------ Extracted material
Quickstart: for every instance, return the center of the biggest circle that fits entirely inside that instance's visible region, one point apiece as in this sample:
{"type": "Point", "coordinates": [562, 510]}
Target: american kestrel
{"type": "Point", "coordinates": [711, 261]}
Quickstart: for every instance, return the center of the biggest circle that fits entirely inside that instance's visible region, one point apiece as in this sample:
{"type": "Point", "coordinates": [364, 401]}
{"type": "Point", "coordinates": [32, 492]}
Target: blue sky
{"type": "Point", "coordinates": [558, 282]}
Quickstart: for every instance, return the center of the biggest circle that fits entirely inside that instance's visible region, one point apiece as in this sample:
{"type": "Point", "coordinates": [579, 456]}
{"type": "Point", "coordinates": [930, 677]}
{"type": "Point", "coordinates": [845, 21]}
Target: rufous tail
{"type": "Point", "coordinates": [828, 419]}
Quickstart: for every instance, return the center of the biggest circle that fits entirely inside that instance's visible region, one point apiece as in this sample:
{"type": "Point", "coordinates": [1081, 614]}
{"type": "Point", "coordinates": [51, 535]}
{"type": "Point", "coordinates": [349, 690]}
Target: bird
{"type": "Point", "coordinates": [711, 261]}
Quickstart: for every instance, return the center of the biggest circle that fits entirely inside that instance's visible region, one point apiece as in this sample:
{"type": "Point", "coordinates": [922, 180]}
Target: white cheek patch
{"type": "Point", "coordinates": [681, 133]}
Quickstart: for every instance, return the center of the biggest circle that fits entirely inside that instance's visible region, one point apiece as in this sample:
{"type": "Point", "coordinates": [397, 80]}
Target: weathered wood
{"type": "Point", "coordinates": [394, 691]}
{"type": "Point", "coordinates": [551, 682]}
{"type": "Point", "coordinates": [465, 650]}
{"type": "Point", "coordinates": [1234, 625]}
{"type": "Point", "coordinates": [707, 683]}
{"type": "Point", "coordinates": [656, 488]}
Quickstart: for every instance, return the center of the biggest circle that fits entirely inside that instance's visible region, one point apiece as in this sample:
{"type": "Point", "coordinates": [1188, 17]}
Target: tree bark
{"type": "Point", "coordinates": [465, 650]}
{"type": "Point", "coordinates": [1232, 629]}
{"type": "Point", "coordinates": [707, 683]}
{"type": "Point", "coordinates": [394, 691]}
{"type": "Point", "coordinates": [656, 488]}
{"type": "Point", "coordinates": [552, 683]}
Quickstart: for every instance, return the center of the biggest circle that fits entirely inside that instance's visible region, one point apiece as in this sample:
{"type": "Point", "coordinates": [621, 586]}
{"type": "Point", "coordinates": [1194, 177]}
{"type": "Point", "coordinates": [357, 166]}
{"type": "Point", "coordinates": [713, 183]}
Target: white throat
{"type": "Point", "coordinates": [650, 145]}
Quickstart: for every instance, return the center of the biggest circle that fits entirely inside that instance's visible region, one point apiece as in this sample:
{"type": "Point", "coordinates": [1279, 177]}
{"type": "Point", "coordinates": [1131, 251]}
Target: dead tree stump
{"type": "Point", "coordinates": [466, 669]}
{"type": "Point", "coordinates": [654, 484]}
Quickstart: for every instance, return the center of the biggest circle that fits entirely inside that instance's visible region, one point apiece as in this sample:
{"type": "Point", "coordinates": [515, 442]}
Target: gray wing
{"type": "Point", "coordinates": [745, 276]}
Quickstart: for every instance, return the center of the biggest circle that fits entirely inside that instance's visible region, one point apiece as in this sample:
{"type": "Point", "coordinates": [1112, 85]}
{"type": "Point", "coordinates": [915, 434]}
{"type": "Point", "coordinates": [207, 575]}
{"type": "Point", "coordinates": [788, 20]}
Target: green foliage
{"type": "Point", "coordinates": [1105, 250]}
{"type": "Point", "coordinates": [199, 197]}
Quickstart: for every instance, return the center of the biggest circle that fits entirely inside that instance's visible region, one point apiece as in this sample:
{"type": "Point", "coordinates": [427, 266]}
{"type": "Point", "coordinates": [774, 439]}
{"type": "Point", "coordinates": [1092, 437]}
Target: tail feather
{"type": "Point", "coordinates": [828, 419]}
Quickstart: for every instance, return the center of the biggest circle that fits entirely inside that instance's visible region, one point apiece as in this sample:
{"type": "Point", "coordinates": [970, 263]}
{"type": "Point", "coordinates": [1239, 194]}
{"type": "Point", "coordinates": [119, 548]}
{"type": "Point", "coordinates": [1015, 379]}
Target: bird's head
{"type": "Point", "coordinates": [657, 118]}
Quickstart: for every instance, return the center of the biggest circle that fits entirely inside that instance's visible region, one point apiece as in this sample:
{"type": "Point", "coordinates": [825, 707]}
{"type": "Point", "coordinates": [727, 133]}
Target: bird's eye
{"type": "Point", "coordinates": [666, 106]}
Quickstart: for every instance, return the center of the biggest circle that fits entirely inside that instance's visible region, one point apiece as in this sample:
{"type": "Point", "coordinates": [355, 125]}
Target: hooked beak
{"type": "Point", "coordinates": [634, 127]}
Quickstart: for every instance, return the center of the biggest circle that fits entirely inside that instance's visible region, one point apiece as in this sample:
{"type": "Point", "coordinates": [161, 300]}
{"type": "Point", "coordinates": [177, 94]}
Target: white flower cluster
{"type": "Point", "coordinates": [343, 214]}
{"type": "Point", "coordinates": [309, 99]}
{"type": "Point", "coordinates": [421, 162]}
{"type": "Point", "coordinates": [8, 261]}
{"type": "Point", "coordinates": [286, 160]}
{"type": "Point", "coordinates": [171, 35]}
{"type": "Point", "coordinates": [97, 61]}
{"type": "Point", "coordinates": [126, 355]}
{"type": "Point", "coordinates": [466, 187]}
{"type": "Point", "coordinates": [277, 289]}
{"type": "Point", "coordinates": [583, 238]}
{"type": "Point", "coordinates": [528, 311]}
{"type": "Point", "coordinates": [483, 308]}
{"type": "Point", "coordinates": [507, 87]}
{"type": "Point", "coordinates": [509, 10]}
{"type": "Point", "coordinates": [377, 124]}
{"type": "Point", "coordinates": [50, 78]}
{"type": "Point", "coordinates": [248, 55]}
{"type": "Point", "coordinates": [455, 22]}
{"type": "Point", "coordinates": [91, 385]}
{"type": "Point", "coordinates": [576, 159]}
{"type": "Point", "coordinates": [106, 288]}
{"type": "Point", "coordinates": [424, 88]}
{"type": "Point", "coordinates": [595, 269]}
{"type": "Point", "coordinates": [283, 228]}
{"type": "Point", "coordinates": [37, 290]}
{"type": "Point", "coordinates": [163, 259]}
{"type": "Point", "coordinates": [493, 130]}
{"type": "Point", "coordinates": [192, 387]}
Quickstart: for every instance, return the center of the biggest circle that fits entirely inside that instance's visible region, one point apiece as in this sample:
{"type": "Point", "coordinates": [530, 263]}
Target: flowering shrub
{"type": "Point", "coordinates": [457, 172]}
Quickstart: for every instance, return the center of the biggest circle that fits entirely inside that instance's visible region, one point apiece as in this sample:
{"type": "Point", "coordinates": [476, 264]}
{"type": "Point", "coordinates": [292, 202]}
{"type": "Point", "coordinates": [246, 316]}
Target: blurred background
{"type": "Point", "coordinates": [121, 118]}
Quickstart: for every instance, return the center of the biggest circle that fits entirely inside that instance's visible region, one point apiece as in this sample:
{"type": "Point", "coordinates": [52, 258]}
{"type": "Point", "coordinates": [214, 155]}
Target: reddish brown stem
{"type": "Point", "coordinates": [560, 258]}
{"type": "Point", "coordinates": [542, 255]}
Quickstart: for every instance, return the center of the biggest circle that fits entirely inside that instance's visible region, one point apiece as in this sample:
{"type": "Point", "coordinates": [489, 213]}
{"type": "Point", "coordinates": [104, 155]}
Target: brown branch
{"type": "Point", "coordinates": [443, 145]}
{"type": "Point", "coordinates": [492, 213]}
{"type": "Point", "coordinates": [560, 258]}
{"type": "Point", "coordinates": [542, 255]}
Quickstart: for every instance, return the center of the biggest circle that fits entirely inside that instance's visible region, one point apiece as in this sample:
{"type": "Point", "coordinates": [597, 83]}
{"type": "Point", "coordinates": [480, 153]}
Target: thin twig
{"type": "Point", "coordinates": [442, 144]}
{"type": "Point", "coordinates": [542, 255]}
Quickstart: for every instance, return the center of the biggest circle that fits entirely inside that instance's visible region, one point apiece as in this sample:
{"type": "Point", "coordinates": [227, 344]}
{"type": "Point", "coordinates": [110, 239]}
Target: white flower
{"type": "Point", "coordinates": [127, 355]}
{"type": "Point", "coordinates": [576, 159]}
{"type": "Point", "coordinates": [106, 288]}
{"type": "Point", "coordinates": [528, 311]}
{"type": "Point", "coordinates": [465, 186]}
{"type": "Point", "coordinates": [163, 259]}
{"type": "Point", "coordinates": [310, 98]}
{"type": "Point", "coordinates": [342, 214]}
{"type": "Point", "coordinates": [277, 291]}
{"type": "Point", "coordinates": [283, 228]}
------------
» **Given problem**: Count the lines in the material above that contain the word "brown", treating uppercase and lowercase as different, and give only that number.

» **Result**: 2